[Extrait choisi]
────

Charge de la preuve du contrat de travail fictif

Cour de cassation, civile, Chambre sociale, 4 novembre 2021, 20-18.352, Inédit
Cour de cassation - Chambre sociale

N° de pourvoi : 20-18.352
ECLI:FR:CCASS:2021:SO01208
Non publié au bulletin
Solution : Cassation

Audience publique du jeudi 04 novembre 2021
Décision attaquée : Cour d’appel de Paris, du 18 décembre 2019

Président
Mme Farthouat-Danon (conseiller doyen faisant fonction de président)
Avocat(s)
SCP Thouvenin, Coudray et Grévy
Texte intégral
RÉPUBLIQUE FRANCAISE
AU NOM DU PEUPLE FRANCAIS

LA COUR DE CASSATION, CHAMBRE SOCIALE, a rendu l’arrêt suivant :

SOC.

────

[Consigne A] Dans les entrées, recopiez tout depuis la ligne contenant « Spot the green » jusqu'à celle contenant « [(40, 183)] », en remplaçant « foliage » par « leaves » et en laissant tout le reste identique.

────

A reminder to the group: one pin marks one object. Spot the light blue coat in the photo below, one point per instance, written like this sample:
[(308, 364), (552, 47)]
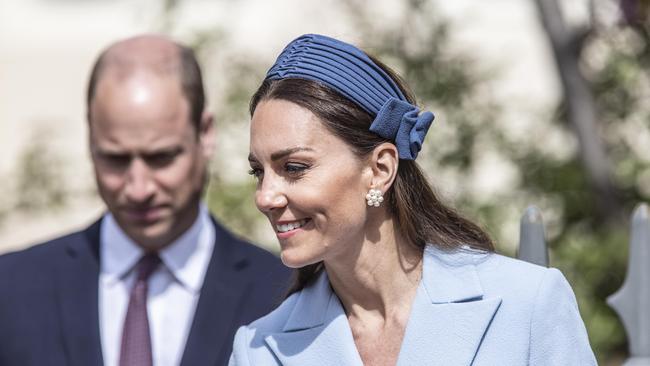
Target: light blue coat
[(470, 309)]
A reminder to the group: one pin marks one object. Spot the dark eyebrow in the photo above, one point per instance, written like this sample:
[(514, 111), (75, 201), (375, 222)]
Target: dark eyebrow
[(282, 153)]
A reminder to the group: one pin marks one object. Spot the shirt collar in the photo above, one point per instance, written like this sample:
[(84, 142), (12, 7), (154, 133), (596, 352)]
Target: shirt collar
[(187, 258)]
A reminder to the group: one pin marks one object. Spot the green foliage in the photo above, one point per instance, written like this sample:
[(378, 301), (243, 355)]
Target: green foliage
[(40, 183)]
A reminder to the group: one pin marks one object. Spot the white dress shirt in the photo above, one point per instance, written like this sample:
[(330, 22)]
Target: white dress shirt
[(173, 293)]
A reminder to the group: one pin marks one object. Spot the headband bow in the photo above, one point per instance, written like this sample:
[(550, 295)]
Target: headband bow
[(352, 73)]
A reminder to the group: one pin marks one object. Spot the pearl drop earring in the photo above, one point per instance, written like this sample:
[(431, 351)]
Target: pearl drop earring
[(374, 197)]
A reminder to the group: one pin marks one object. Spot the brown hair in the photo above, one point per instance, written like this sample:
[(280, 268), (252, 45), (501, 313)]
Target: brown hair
[(420, 216), (190, 76)]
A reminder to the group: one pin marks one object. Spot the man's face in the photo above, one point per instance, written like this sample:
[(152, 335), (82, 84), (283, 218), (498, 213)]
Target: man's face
[(149, 159)]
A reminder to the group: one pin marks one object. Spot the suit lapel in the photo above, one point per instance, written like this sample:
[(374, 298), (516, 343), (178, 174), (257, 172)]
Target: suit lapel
[(449, 316), (221, 295), (317, 331), (77, 294)]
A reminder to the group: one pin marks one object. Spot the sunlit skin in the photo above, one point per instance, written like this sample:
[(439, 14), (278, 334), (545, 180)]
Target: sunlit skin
[(307, 175), (149, 159)]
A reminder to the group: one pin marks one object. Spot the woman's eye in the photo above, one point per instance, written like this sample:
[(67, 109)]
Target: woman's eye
[(295, 168), (256, 172)]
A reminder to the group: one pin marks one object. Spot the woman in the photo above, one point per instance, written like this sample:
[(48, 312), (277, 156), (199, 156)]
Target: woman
[(386, 274)]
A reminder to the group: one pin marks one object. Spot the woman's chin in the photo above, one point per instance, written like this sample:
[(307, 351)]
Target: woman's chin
[(292, 259)]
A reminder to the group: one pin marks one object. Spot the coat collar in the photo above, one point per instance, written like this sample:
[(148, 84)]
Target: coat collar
[(448, 318)]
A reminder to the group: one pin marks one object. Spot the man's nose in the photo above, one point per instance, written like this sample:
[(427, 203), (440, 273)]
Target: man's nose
[(270, 195), (140, 185)]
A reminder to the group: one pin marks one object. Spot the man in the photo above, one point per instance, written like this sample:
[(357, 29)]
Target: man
[(156, 280)]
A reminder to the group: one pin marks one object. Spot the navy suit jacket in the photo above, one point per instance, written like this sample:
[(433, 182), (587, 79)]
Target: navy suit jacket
[(49, 300)]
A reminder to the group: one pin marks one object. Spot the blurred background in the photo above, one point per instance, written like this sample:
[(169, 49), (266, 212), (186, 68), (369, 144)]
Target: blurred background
[(536, 101)]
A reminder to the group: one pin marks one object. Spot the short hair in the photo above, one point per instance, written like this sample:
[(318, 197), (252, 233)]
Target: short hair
[(190, 77)]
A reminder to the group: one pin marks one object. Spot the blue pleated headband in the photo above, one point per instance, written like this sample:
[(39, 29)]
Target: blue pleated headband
[(352, 73)]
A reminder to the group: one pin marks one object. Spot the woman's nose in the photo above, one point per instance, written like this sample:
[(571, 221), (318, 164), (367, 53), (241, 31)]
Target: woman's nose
[(270, 195)]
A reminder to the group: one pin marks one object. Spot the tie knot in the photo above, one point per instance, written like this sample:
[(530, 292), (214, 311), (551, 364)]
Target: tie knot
[(147, 264)]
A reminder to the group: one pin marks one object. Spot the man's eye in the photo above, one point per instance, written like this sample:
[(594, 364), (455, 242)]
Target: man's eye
[(161, 159)]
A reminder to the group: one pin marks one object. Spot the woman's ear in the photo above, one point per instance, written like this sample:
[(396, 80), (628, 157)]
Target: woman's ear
[(384, 162)]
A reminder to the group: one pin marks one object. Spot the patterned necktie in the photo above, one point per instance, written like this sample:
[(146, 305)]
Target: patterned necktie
[(136, 341)]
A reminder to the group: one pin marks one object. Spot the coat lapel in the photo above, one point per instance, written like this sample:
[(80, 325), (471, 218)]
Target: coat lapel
[(220, 298), (449, 316), (317, 331), (77, 294)]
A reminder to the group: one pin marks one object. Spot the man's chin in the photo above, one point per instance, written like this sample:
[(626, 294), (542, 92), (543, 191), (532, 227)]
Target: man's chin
[(150, 237)]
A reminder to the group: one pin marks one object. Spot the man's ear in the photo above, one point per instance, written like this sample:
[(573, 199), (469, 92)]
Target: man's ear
[(207, 133), (384, 163)]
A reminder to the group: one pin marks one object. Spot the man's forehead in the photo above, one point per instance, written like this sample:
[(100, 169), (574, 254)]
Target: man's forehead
[(145, 53)]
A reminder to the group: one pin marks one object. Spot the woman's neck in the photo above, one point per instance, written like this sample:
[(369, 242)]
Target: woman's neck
[(380, 279)]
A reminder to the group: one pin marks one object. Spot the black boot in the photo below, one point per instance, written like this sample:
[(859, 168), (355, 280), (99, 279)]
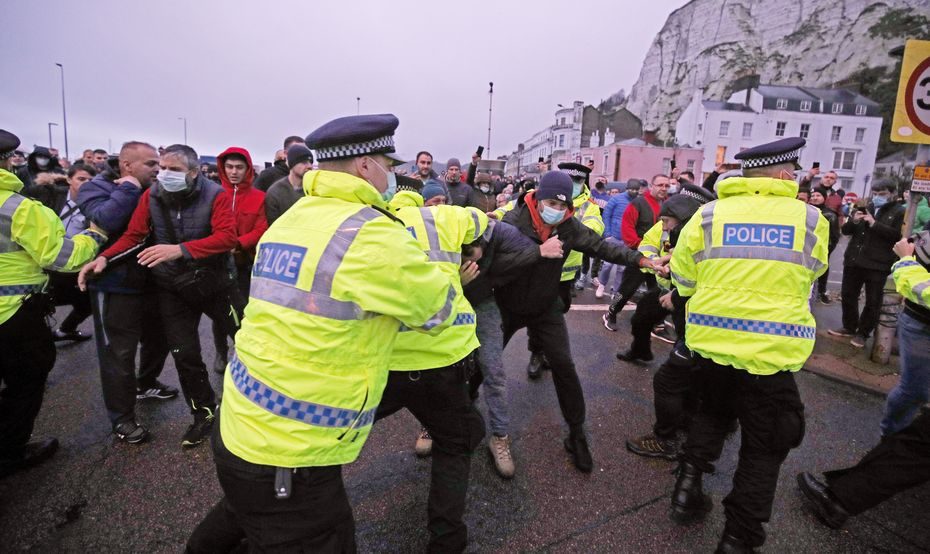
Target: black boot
[(732, 545), (534, 368), (689, 503)]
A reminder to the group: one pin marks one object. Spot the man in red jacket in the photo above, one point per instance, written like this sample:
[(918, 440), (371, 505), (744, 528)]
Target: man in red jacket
[(234, 167), (190, 220)]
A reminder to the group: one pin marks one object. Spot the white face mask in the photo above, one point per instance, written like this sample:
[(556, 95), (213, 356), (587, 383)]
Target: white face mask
[(172, 181)]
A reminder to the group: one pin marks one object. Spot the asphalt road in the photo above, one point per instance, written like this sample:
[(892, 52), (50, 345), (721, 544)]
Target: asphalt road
[(103, 496)]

────

[Consigne B] Rédigez la suite de l'arrêt de la Cour de cassation sur la charge de la preuve du contrat de travail fictif, à partir de sa dernière ligne.

[Réponse rédigée A]
A reminder to the group: one pin marks one object. Spot the green leaves in the photo above, one point per instance, written like this sample:
[(378, 301), (243, 355)]
Target: green leaves
[(40, 183)]

[Réponse rédigée B]
LG

COUR DE CASSATION


Audience publique du 4 novembre 2021

Cassation

Mme FARTHOUAT-DANON, conseiller doyen
faisant fonction de président

Arrêt n° 1208 F-D

Pourvoi n° M 20-18.352

R É P U B L I Q U E F R A N Ç A I S E


AU NOM DU PEUPLE FRANÇAIS


ARRÊT DE LA COUR DE CASSATION, CHAMBRE SOCIALE, DU 4 NOVEMBRE 2021

Mme [R] [C], épouse [H], domiciliée [Adresse 3], a formé le pourvoi n° M 20-18.352 contre l’arrêt rendu le 18 décembre 2019 par la cour d’appel de Paris (pôle 6, chambre 4), dans le litige l’opposant :

1°/ à la société [J], société civile professionnelle, dont le siège est [Adresse 2], représentée par Mme [N] [J], prise en qualité de mandataire ad hoc de la société Fhon,

2°/ à l’AGS CGEA Ile-de-France Ouest, dont le siège est [Adresse 1],

défenderesses à la cassation.

La demanderesse invoque, à l’appui de son pourvoi, les deux moyens de cassation annexés au présent arrêt.

Le dossier a été communiqué au procureur général.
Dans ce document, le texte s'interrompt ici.